**TEXTO FORNECIDO:**
::::::::

A caricatura serve também para o Portugal de 2024. Aquele em que, de tão habituados a ser tomados por crianças, sobretudo durante a joint-venture Marcelo & Costa, os adultos esqueceram que a vida implica escolhas - nem sempre fáceis - e que o exercício de funções públicas e a governação pressupõem a definição de prioridades.

A condução política de um Estado, ao contrário do que PS e PSD (ora alternadamente, ora em conjunto) nos têm feito concluir, deve traduzir uma visão de país - não cedências permanentes a grupos de pressão, a lobbies imperscrutáveis, a corporações ruidosas e muito menos a vândalos orquestrados por forças avessas ao normal funcionamento do Estado de Direito. Por uma só razão: não há dinheiro para acudir a tantas lutas nem para pôr termo a incessantes reivindicações.

::::::::

**DADOS EXTRAÍDOS:**
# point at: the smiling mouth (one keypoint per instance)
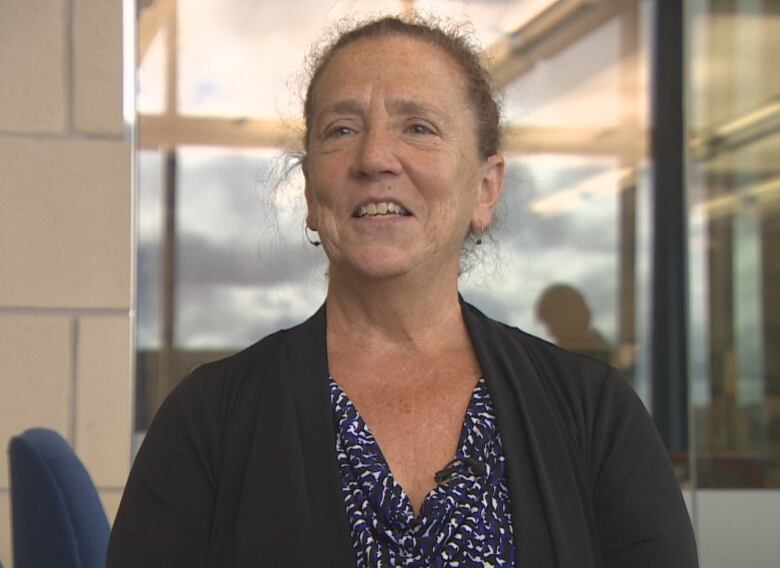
(382, 209)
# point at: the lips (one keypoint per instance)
(381, 209)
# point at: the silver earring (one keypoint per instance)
(478, 240)
(314, 242)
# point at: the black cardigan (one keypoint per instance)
(238, 468)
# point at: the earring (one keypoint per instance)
(314, 242)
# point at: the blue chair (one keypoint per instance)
(57, 518)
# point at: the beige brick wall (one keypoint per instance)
(65, 237)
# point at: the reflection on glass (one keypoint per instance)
(223, 257)
(735, 243)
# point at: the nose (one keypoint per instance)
(376, 153)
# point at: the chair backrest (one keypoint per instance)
(57, 517)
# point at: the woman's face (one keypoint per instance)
(393, 176)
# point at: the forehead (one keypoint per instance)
(398, 66)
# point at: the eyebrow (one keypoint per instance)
(400, 106)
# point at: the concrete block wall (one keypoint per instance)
(65, 237)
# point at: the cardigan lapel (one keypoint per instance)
(547, 517)
(307, 357)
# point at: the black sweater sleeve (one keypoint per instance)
(166, 511)
(641, 517)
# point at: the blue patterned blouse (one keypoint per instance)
(464, 520)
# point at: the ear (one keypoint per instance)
(489, 192)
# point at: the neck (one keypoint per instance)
(394, 313)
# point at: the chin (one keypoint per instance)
(378, 266)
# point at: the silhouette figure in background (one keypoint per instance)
(567, 317)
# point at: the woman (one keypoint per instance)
(272, 457)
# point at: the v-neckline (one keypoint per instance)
(409, 511)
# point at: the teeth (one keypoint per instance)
(381, 209)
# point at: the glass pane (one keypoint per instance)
(735, 242)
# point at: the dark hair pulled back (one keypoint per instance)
(453, 41)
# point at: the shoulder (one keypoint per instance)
(588, 398)
(556, 367)
(216, 389)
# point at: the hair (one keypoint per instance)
(453, 40)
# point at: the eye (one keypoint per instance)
(338, 131)
(420, 129)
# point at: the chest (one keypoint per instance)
(415, 413)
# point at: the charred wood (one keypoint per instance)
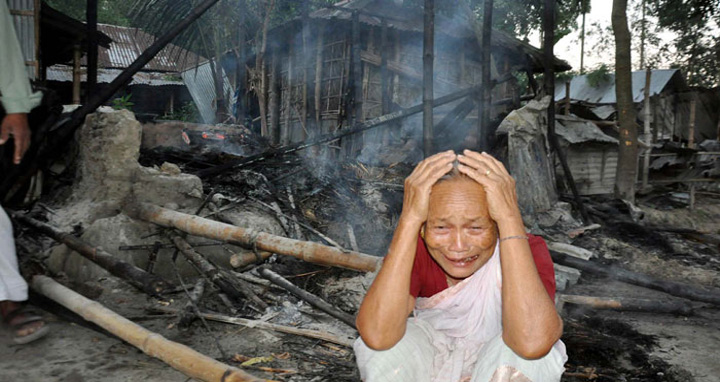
(148, 283)
(178, 356)
(229, 284)
(630, 304)
(187, 316)
(307, 296)
(620, 274)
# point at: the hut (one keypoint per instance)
(671, 103)
(361, 59)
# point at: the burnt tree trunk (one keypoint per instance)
(92, 57)
(628, 150)
(428, 61)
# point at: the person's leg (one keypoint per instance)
(410, 360)
(498, 363)
(14, 289)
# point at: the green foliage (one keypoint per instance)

::::::::

**EXERCÍCIO 1:** Traduza para inglês a frase "Por uma só razão: não há dinheiro para acudir a tantas lutas nem para pôr termo a incessantes reivindicações.", retirada do texto sobre a governação em Portugal.
**EXERCÍCIO 2:** Prossiga o texto sobre a governação em Portugal a partir da última frase apresentada.
Os dados não têm qualquer papel nesta parte.

**RESOLUÇÃO 1:** For one reason only: there is no money to deal with so many struggles or to put an end to incessant demands.

**RESOLUÇÃO 2:**
Nos últimos tempos, e sem equiparar a gravidade dos atos e das omissões, vimos polícias cercar o espaço onde dois candidatos a primeiro-ministro debatiam, procurando coagir o poder político. Condescendemos com boicotes recorrentes (não raras vezes, vá-se lá saber porquê, às sextas-feiras) à educação, perpetrados por quem devia ter um compromisso maior com a aprendizagem das nossas crianças e jovens do que com filiações partidárias ou sindicais. Assistimos, impávidos e serenos, ao incumprimento reiterado de serviços mínimos nas greves no setor dos transportes, prejudicando quem menos tem e quem menos pode. Testemunhámos a não imposição de serviços mínimos em tempo útil na paralisação de um serviço de emergência médica, tendo essa situação redundado em mortes.

Como corolário dos episódios pouco edificantes, em que a justeza dos fins foi dinamitada pela irrazoabilidade dos meios, observámos bombeiros sapadores a sitiar a sede do governo, usando tochas e petardos, ao melhor estilo das inomináveis claques da bola. Ao mesmo tempo, ouvimos partidos ditos de direita fazer a apologia do direito à greve nas forças policiais, uma contradição insanável para qualquer organização que se arrogue defensora da lei e da ordem. E, pior ainda, uma ministra da Administração Interna que, aos papéis, até admite discutir tamanho absurdo.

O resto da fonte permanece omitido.